>>>
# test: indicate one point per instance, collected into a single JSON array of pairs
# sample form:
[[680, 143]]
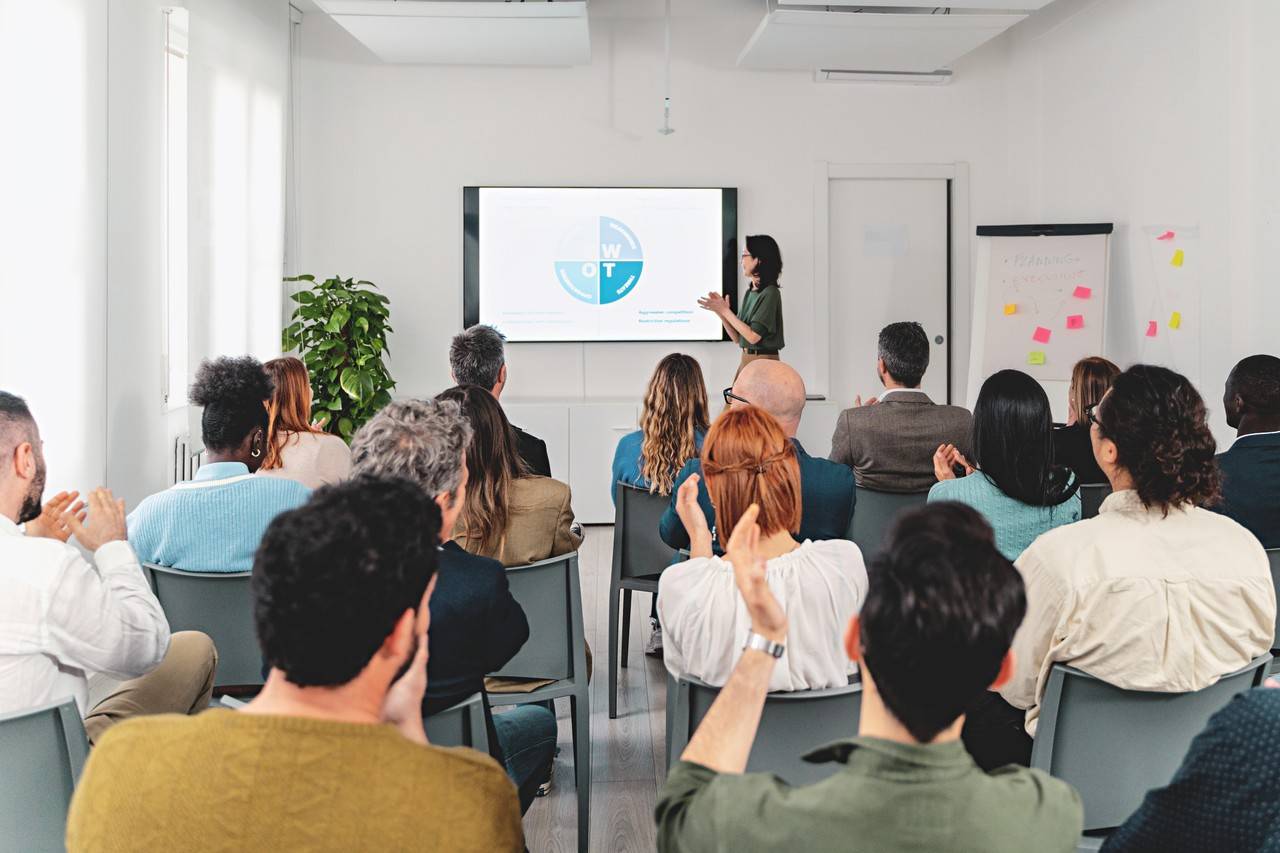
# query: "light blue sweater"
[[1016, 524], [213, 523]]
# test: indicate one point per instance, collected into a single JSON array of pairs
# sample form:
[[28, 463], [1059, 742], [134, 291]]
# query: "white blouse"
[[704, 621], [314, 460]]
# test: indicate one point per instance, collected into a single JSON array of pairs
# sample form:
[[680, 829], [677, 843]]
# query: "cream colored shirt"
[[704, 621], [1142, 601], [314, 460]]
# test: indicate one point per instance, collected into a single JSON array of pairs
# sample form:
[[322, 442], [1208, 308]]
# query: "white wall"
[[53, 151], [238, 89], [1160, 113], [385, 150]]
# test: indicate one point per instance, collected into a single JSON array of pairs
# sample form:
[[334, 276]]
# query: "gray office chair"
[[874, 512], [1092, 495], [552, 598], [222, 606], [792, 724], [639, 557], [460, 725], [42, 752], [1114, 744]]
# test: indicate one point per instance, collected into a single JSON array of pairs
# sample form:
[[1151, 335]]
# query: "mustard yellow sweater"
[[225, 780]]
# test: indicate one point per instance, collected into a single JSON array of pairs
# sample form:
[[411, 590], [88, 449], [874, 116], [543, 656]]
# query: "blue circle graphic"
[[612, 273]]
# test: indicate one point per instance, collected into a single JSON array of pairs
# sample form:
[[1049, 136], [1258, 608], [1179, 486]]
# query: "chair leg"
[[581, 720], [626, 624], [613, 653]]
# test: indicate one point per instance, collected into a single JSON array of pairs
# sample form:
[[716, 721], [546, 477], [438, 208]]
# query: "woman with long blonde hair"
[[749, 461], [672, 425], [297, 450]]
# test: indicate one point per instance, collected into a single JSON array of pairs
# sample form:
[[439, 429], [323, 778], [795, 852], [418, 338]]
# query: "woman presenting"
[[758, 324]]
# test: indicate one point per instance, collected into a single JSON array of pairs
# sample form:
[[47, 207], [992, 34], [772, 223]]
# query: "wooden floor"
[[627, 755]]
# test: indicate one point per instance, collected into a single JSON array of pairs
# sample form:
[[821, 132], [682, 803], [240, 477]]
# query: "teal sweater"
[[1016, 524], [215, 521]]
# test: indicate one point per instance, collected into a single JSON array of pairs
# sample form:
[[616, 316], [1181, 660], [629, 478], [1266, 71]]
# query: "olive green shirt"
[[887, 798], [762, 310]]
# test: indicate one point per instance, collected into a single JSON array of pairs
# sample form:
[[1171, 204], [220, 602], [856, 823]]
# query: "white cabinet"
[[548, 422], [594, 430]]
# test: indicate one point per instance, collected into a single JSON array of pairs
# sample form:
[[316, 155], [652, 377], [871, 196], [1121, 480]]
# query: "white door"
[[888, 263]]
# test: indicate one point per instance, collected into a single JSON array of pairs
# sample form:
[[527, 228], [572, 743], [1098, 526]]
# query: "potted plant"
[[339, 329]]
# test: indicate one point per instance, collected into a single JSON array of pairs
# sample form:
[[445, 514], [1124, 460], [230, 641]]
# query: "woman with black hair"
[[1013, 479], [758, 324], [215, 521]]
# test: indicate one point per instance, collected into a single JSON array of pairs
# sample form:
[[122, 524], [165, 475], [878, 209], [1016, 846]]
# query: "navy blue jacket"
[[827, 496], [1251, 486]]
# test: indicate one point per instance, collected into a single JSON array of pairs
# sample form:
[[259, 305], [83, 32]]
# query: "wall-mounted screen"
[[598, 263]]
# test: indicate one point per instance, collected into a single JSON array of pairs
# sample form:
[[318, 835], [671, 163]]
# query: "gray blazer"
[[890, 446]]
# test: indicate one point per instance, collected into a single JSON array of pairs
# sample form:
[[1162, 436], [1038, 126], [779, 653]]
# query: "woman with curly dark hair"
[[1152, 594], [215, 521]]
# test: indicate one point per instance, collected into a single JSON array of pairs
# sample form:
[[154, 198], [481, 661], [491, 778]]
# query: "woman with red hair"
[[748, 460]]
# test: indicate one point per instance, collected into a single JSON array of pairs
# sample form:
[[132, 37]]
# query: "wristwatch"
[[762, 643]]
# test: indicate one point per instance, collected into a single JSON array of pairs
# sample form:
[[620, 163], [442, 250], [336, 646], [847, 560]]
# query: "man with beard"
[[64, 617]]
<<<
== Required action ==
Each entry above needs to be restated without a single word changed; skip the images.

== Reply to the task ==
# test: indicate one point per instance, collected into a single JSON array of pairs
# sample form:
[[680, 143]]
# query: "light blue sweater"
[[1016, 524], [213, 523]]
# test: indicate one point per instance, collected into a single JSON array of pairs
# sample form:
[[28, 463], [1059, 742], [134, 291]]
# query: "white blouse"
[[704, 621], [314, 460]]
# test: indicate one point per instance, collected into a single JSON array of pairs
# sample form:
[[680, 829], [677, 843]]
# query: "cream colored shirt"
[[704, 621], [1142, 601], [314, 460]]
# test: indicate one point per instance, collected into a single JSON array of pairs
# sample form:
[[322, 442], [1208, 308]]
# query: "white wall"
[[53, 151], [238, 89], [1160, 113], [385, 150]]
# test: indicate one point per instance, collected into a single JSON array of pairs
# sample form:
[[334, 276]]
# query: "gray office chair"
[[874, 512], [1092, 495], [552, 598], [222, 606], [792, 724], [639, 557], [460, 725], [42, 752], [1114, 744]]
# test: indicate one point per instance, collected into a single JSON array of pairs
# sample form:
[[1151, 335]]
# query: "mustard yellow sweater"
[[225, 780]]
# test: indicate one point per instance, collected into a single JSON array of pairs
# sample form:
[[411, 590], [88, 449], [874, 116], [543, 656]]
# query: "blue circle graphic"
[[612, 273]]
# test: indicate one point per instance, collected into a single JSON array of pairs
# sample form:
[[1049, 136], [1258, 608], [1179, 486]]
# query: "chair leg"
[[581, 720], [626, 624], [613, 653]]
# test: indicate one point per instance, collected into a single JSON array of pairs
# sample form:
[[716, 721], [546, 477], [438, 208]]
# query: "woman with long blonde hair"
[[749, 461], [672, 425], [297, 450]]
# test: indicate one point per instance, collected into a single JSON array of pairs
# sample form:
[[439, 429], [323, 778], [795, 852], [418, 338]]
# query: "woman presenting"
[[758, 324]]
# test: indicate one point per instance, collected into a single JSON array of pairs
# sample form:
[[47, 207], [992, 34], [772, 223]]
# query: "wooden floor"
[[627, 755]]
# test: indicate one point per instance, collected into a single JSON array of pairs
# sample form:
[[821, 132], [682, 803], [240, 477]]
# query: "teal sweater"
[[1016, 524], [215, 521]]
# test: indicate one point per instance, collected into a single JSON array of pairs
# sample form:
[[616, 316], [1181, 660], [629, 478], [1266, 71]]
# query: "olive green shirt"
[[887, 798], [762, 310]]
# test: indicate one point per instance, collected into a single JSON array of pairs
# sample form:
[[1171, 204], [220, 602], [856, 823]]
# query: "white cabinet"
[[548, 422], [594, 430]]
# test: indicate one point per instance, collected into a single JSON array of pairs
# sample form:
[[316, 155], [652, 377], [871, 196], [1121, 480]]
# query: "white door"
[[888, 263]]
# test: indicate one point per instance, collected into a single JSON array of pairs
# sample form:
[[527, 228], [572, 743], [1098, 526]]
# query: "potted plant"
[[339, 329]]
# test: indicate one point per instance, collected into a single JSON array of pairs
# sample form:
[[445, 514], [1124, 460], [230, 641]]
# query: "woman with black hair"
[[1013, 479], [758, 324], [215, 521]]
# test: indicate one point per instance, collected into a single JSON array of pairs
# sample form:
[[122, 524], [165, 475], [878, 209], [1016, 846]]
# query: "navy blue jacket"
[[827, 496], [1251, 486]]
# test: indicate one point per instance, collected into a single JSON array of pairs
# sample form:
[[259, 305], [83, 32]]
# query: "wall-mounted screen"
[[598, 263]]
# test: indicate one point per instance, collected into a single JSON array of pairs
# sample form:
[[318, 835], [671, 163]]
# query: "gray blazer"
[[890, 446]]
# test: indicate one point per instance, collected into a single JSON array of pairs
# sample form:
[[1162, 436], [1038, 126], [779, 653]]
# query: "woman with curly dark hair"
[[1152, 594], [215, 521]]
# test: indicate one point per instance, collected into a single JSON array of pairs
# sample form:
[[154, 198], [481, 661], [491, 778]]
# query: "woman with red hair"
[[748, 460]]
# test: indicate one point per instance, collected into a single JSON array of pairs
# sample form:
[[132, 37]]
# query: "wristwatch"
[[762, 643]]
# test: indicate one point per instance, collected into a single JSON array of pairs
# sample form:
[[620, 163], [442, 250], [336, 646], [847, 560]]
# query: "man with beard"
[[64, 617]]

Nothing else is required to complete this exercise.